_JOB:_ Reproduce the records word for word, from their start through the line that contains "[(756, 350), (643, 364)]", and leave the pictures out.

(Coordinate labeling records)
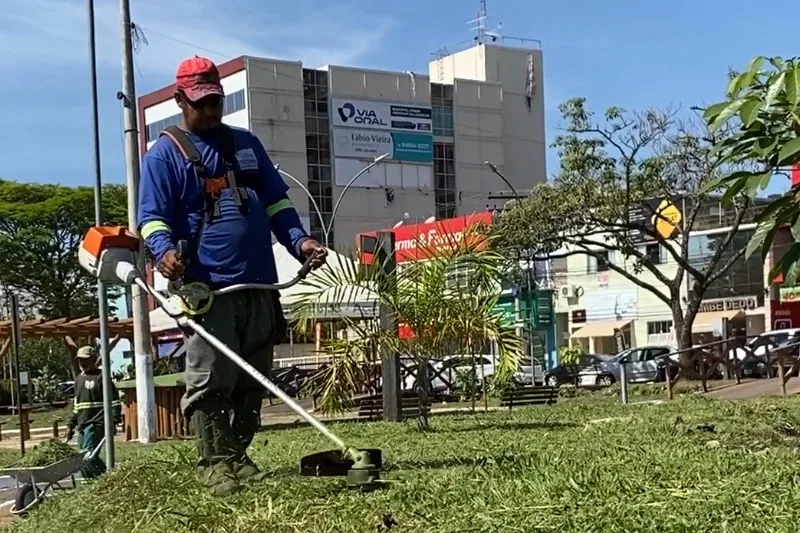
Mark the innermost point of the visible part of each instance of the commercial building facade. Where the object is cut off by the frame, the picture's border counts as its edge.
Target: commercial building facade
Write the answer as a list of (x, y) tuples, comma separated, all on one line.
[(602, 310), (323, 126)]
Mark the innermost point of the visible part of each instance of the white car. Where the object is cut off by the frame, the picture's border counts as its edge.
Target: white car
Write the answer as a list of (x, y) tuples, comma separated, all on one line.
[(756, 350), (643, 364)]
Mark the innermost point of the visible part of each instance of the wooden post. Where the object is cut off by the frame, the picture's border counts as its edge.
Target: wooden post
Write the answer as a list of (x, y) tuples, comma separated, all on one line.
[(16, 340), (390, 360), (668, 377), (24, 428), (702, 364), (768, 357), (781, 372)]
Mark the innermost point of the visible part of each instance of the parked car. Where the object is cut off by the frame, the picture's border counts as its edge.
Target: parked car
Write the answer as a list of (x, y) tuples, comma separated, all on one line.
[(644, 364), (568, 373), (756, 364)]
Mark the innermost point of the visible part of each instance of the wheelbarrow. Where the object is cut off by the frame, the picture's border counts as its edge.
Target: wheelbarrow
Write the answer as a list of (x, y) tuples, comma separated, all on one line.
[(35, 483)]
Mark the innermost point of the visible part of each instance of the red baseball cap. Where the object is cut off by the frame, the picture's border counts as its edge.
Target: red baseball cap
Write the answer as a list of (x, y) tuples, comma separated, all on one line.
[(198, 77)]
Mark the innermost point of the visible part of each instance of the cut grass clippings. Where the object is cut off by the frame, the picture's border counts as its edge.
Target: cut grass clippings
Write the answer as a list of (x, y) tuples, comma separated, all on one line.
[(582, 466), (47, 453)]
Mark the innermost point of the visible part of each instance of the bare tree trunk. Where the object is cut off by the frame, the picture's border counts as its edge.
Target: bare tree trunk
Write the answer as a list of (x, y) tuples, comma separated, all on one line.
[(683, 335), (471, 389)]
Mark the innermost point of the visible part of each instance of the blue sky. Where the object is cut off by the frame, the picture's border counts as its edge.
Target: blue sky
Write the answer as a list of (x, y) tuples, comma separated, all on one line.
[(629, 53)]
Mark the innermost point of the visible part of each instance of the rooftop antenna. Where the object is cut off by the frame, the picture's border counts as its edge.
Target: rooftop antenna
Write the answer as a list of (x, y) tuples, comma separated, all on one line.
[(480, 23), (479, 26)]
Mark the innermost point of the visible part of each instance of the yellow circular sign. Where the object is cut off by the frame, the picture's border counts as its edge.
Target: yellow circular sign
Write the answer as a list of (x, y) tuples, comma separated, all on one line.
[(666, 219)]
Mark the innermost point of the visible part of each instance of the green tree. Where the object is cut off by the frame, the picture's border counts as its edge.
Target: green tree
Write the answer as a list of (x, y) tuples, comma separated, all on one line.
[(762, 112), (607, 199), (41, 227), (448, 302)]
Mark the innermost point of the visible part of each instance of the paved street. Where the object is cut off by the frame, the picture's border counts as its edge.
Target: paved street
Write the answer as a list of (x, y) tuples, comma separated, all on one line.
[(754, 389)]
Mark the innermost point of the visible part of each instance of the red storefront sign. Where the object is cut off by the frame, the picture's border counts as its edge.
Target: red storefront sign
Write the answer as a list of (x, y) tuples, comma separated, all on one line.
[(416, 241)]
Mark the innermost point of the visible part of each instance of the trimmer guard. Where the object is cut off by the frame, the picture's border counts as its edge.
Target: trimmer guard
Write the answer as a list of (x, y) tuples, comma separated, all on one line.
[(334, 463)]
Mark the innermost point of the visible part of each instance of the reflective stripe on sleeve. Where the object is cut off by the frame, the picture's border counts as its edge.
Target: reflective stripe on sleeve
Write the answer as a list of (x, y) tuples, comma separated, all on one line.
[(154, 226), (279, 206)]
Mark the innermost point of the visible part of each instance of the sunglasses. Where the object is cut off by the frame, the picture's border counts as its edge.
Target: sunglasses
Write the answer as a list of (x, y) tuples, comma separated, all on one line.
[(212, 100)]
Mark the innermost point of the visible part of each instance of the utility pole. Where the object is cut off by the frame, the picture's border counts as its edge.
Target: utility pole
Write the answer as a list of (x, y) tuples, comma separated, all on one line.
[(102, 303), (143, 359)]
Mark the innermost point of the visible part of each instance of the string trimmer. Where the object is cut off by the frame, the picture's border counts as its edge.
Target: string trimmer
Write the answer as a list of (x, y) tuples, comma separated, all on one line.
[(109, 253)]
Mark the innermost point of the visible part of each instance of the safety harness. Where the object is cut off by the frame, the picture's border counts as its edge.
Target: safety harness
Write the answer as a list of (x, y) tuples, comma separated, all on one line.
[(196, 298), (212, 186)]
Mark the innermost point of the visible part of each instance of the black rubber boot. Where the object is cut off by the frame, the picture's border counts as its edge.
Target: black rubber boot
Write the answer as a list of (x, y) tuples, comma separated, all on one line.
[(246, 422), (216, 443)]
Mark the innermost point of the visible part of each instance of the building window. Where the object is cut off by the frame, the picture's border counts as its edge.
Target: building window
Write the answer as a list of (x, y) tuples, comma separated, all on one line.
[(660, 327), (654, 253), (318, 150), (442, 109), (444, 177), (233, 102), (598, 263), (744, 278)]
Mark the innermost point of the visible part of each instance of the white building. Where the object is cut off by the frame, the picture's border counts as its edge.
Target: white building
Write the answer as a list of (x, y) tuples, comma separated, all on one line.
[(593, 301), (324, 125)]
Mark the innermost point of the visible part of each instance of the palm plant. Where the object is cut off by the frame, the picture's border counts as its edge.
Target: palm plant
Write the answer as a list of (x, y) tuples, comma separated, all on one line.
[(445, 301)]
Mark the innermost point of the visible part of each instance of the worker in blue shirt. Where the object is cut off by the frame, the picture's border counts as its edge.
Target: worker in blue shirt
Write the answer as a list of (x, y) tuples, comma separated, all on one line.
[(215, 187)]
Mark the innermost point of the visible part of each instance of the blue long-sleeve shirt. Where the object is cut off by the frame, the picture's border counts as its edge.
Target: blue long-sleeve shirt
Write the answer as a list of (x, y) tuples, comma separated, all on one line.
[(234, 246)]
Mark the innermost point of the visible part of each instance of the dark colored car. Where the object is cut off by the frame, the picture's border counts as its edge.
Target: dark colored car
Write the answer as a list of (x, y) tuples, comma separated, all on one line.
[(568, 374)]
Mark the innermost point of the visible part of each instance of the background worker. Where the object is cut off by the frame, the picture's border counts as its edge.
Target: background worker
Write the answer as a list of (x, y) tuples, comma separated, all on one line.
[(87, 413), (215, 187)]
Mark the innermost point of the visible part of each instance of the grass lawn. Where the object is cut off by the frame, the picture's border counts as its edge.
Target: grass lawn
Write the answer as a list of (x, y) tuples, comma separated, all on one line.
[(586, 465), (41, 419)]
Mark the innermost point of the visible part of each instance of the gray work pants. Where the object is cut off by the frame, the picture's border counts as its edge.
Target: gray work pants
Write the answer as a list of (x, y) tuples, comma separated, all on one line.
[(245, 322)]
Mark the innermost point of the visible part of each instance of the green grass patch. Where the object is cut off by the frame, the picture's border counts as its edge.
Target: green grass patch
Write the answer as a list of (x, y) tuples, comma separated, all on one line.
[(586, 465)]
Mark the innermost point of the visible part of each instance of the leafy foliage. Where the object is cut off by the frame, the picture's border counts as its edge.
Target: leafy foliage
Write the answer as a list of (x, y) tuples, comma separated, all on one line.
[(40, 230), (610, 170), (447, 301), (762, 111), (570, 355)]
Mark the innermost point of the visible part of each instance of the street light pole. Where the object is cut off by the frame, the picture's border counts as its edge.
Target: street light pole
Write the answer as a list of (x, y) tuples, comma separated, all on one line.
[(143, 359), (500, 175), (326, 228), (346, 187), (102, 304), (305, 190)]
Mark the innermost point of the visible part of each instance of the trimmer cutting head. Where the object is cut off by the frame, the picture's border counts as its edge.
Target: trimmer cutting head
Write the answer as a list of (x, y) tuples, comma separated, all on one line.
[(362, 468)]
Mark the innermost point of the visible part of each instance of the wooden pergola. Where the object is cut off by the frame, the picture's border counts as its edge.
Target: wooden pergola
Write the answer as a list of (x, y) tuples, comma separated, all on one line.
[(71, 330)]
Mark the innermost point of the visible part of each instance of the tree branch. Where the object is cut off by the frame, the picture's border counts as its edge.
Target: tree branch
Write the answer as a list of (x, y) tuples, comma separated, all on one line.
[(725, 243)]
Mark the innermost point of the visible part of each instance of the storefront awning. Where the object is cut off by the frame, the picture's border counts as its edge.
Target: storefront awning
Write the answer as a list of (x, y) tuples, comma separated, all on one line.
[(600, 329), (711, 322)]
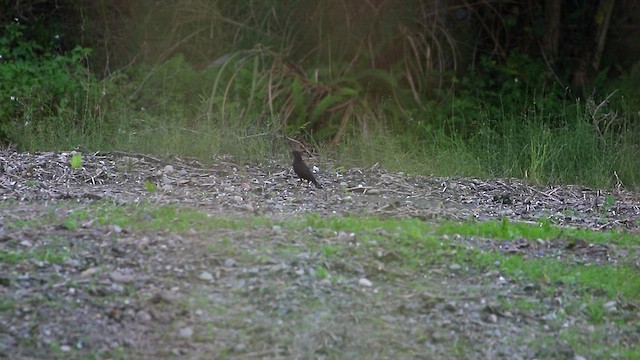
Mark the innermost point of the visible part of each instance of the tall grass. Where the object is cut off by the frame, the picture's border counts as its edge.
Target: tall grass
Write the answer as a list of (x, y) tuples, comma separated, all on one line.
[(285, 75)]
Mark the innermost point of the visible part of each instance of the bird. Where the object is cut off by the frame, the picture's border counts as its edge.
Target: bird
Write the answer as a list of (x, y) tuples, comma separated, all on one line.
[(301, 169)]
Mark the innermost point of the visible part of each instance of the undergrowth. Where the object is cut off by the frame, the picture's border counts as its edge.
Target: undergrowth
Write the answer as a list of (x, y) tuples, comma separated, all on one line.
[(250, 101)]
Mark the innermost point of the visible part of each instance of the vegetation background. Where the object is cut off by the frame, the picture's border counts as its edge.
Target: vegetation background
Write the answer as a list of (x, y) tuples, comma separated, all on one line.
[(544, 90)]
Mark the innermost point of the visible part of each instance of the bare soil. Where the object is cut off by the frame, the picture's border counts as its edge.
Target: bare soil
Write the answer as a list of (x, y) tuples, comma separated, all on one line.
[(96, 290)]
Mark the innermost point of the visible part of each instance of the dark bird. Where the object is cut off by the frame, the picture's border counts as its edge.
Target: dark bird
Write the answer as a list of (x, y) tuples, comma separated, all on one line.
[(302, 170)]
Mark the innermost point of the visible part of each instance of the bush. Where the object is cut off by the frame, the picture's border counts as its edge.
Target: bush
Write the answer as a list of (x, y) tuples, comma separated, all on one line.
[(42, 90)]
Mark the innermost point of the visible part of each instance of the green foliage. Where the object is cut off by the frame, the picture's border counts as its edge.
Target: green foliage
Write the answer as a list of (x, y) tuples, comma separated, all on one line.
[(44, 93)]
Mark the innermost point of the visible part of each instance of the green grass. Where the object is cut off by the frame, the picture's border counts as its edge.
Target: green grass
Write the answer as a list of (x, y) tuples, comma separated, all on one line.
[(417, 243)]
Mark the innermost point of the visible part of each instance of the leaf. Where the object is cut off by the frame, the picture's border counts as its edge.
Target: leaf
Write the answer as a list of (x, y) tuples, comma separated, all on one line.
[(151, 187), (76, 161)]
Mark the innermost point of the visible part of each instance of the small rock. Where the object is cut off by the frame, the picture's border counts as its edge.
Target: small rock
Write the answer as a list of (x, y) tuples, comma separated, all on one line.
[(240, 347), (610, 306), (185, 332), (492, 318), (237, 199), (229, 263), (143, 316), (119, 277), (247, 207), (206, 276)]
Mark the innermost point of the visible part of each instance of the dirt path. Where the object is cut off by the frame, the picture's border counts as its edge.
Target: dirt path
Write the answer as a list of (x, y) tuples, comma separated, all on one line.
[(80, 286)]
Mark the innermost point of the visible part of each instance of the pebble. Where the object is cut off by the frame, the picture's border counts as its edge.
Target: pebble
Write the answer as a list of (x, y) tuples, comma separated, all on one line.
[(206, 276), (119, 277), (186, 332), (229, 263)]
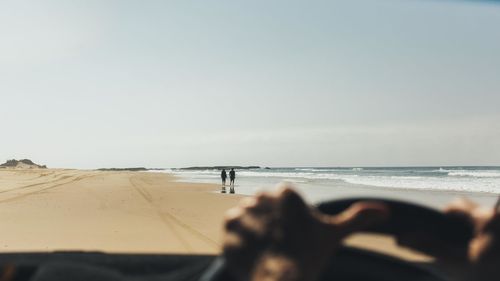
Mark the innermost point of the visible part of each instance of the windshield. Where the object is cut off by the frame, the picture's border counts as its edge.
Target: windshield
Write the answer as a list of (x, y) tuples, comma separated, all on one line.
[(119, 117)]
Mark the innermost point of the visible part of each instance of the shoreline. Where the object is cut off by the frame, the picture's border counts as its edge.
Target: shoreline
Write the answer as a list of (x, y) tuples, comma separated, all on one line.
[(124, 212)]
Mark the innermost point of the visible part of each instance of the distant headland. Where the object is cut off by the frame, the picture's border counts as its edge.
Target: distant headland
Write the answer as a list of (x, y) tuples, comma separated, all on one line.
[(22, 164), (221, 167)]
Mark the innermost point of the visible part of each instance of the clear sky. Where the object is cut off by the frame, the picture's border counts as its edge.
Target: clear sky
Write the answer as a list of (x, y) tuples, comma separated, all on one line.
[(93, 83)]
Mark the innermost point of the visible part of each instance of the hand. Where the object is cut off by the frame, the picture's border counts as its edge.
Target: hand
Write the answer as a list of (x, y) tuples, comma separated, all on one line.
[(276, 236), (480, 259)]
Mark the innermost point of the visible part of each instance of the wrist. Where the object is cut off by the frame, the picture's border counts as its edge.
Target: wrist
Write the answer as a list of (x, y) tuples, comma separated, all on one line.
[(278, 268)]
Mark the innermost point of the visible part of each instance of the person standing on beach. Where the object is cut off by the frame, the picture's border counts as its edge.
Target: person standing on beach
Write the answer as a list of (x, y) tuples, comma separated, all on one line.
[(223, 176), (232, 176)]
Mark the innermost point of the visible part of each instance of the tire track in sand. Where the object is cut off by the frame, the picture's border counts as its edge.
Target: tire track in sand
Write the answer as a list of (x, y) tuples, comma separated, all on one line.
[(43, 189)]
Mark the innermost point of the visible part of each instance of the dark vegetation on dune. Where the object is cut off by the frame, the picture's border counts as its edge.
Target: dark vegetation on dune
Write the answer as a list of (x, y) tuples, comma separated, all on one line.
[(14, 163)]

_THE RESPONSE:_
Mark the innermost point of the visible part of each instance of the commercial building facade. Where the object is cut off by the frame, the picture's border counts as its edge.
Target: commercial building facade
Write the answer as a list of (x, y) tuples, comma separated, all on one line.
[(602, 310), (323, 126)]
Mark the innermost point of the visible part of each instance of the white car. Where the object is cut off by the frame, the picture's border counts as its edge.
Target: white car
Write the answer as a list of (x, y) tuples, comma separated, all on one line.
[(756, 350), (643, 364)]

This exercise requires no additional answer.